**DIRECTIVE 1**
Transcribe the excerpt about BofA's privilege waiver from "But there are" up to and including "cases against BofA.".

**EXTRACT TO READ**
====================

To review: Federal and state officials have been investigating whether BofA violated various disclosure laws in the merger, especially in the bank's alleged failure to disclose that Merrill would be paying up to $5.8 billion in bonuses. (The bank has denied wrongdoing.) The bank initially declined to answer specific questions about its knowledge of Merrill's books, claiming that to do so would violate attorney-client privilege, according to court documents filed by the Securities and Exchange Commission. Federal and state officials pressured BofA to waive attorney-client privilege, and the bank eventually agreed to do so last month. As we've reported, the bank intended the waiver to be limited. It would apply only to the SEC's case against it in federal court in New York and to pending investigations from New York Attorney General Andrew Cuomo and a congressional committee. The protective order explaining the waiver explicitly said that plaintiffs lawyers suing BofA would not automatically gain access to whatever privileged documents BofA turned over to the SEC and Cuomo; the privilege waiver didn't extend to other cases, the order said.

But there are serious questions about whether BofA and its counsel at Cleary Gottlieb Steen & Hamilton crafted the waiver correctly, and whether plaintiffs firms would use the opening to go after privileged documents in their own cases against BofA.

And now one group of firms has done so. The firms headlining the massive stockholder derivative lawsuit against BofA in the Chancery Court in Delaware have asked -- and received -- permission to subpoena documents from Wachtell and Cleary and depose top executives, including John Thain, according to New York state court records. (The firm leading the charge -- Horwitz, Horwitz & Paradis -- is based in New York and needed to get permission from its home state court -- and that of Thain -- in order to carry out the depositions and the subpoenas, according to a source familiar with the matter.)

====================

**MATERIAL PROVIDED**
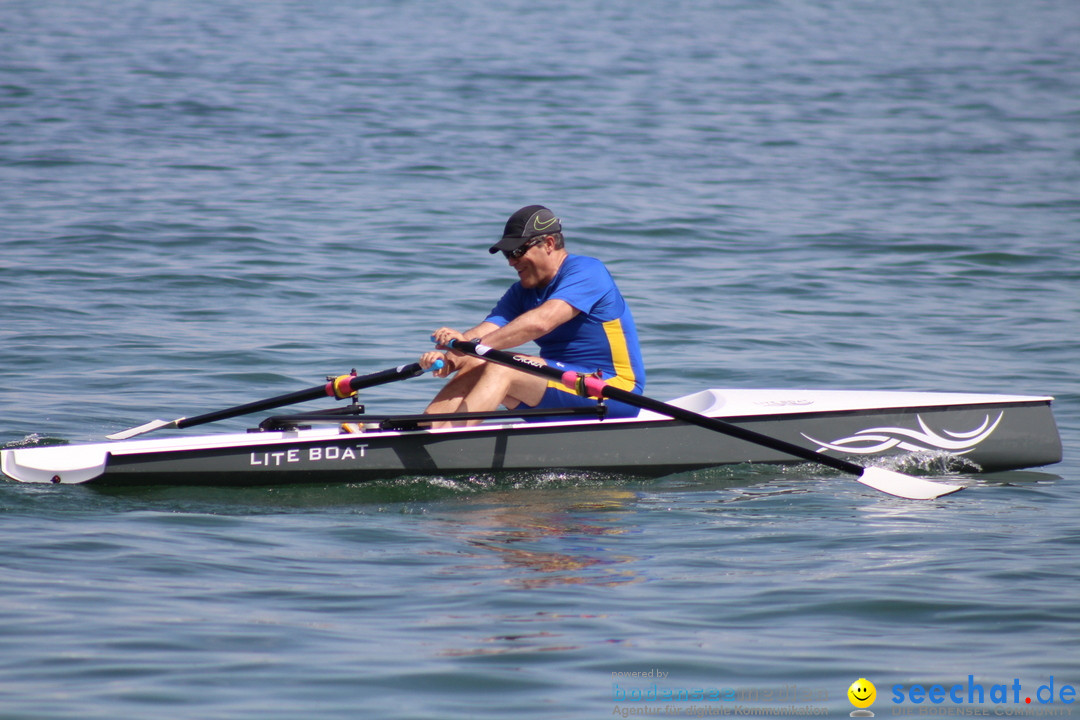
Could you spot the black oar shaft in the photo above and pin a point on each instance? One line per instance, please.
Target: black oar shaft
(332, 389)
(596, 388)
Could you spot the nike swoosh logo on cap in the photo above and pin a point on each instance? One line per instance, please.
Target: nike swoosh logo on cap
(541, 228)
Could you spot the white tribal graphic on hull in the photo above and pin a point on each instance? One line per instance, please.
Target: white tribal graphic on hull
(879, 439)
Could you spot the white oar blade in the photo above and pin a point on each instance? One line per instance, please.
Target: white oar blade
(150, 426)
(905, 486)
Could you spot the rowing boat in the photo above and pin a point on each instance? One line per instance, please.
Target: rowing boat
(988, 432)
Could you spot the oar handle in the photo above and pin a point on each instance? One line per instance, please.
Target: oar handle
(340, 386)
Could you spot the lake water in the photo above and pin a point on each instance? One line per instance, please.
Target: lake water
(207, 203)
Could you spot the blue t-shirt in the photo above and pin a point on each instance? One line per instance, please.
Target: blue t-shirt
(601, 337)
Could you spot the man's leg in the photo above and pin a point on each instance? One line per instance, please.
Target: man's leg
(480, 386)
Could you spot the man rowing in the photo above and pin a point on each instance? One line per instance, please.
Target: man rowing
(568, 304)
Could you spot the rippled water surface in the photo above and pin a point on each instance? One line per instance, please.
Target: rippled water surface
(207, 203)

====================

**DIRECTIVE 2**
Report only the number of lines in the records that contain the string "shirt", counting case-sensitive matches only.

**COMPLETE RESPONSE 1**
But there are serious questions about whether BofA and its counsel at Cleary Gottlieb Steen & Hamilton crafted the waiver correctly, and whether plaintiffs firms would use the opening to go after privileged documents in their own cases against BofA.

**COMPLETE RESPONSE 2**
2